(INFORMATION SUPPLIED)
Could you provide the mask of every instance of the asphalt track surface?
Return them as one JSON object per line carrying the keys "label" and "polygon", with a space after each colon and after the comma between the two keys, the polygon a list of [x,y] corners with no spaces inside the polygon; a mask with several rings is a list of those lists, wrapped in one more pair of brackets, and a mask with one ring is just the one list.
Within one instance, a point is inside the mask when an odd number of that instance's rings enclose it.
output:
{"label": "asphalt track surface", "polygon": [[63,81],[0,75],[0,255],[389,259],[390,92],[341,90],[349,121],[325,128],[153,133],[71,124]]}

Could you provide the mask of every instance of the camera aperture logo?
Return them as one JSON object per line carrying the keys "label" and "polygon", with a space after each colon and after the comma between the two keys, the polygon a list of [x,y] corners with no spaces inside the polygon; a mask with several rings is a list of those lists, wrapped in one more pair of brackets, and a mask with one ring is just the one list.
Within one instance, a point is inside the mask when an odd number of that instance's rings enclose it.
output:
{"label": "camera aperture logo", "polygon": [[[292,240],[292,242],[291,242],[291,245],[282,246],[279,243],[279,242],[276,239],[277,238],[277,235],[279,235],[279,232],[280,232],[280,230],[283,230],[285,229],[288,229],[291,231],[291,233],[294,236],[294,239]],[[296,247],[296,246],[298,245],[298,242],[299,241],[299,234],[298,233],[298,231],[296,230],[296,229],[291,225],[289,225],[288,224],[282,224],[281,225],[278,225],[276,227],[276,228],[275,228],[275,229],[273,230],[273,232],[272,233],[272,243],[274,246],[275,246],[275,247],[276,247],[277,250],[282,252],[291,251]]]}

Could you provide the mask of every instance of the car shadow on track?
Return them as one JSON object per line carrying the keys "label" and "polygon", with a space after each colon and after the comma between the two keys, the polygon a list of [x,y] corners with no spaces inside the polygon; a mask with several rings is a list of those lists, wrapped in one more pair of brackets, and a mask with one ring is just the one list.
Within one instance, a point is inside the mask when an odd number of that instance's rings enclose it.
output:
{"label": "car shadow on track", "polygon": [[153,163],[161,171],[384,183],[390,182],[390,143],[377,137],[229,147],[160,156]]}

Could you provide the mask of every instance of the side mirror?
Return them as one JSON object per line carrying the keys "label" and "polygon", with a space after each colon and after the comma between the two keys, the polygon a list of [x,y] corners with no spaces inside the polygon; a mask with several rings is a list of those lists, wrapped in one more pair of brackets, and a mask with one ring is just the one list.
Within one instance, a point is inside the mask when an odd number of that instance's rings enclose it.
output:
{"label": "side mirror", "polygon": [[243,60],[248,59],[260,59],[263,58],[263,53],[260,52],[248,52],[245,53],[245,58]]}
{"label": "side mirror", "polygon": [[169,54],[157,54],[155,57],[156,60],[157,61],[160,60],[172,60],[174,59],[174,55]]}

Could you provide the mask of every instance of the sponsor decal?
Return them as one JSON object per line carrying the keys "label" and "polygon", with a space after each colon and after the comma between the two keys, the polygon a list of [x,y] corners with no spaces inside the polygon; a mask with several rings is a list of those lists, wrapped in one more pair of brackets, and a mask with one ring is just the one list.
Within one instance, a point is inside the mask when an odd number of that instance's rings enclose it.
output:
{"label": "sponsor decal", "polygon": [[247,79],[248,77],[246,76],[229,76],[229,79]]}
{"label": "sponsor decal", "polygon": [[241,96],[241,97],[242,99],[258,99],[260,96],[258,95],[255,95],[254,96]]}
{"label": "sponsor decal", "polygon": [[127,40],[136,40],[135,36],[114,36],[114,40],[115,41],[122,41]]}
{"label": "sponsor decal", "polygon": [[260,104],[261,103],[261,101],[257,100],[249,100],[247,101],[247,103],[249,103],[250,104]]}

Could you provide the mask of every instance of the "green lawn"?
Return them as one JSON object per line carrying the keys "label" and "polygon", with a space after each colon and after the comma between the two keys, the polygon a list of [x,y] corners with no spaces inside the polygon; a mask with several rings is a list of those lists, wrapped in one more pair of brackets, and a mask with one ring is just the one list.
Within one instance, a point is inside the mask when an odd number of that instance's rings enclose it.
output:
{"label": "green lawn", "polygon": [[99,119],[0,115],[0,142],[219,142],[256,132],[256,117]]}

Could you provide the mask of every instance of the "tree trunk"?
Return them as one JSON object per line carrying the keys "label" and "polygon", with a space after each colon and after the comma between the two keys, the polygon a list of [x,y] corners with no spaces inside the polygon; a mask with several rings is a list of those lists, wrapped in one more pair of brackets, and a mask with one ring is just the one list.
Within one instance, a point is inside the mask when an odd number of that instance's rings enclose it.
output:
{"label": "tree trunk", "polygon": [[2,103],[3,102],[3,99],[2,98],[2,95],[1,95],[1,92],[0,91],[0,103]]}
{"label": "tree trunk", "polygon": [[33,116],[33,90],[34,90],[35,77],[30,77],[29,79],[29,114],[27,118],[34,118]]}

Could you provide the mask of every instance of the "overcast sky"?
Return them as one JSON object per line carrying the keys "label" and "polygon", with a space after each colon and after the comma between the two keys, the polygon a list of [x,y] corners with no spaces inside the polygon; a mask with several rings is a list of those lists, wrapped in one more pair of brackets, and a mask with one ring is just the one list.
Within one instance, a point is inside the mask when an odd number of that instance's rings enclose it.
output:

(STATED TASK) Count the lines in the items above that contain the word "provide", and give only that number.

(WRITTEN RESPONSE) 8